WHAT THE TASK REQUIRES – From the listing below, select every line where the word "leaning" appears.

╭─ STORED DATA

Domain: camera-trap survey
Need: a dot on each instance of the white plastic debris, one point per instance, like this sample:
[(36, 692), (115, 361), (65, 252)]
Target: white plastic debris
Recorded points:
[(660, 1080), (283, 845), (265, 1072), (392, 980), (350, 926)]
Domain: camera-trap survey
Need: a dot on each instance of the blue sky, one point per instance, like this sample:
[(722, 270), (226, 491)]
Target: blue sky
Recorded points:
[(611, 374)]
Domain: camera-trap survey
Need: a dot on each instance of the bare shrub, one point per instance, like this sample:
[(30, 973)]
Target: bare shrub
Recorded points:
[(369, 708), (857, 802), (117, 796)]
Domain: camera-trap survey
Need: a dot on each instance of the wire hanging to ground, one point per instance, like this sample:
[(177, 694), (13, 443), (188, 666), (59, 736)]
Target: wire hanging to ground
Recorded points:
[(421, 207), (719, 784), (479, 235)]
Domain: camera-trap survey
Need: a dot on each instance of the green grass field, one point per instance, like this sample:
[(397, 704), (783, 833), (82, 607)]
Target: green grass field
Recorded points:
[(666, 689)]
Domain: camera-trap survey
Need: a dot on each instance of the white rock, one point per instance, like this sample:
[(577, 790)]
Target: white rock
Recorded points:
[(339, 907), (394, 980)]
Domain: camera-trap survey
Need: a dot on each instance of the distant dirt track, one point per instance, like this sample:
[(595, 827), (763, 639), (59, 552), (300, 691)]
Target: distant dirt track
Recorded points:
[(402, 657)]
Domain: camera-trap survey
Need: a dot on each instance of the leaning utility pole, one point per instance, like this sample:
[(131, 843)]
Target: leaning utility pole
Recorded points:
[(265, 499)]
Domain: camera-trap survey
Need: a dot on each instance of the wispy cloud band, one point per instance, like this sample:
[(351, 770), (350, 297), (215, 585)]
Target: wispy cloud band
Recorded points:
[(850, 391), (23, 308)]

╰─

TASK ANSWER –
Need: a dot on each instance of the leaning utility pole, one point per instance, like this sample:
Target: leaning utility pole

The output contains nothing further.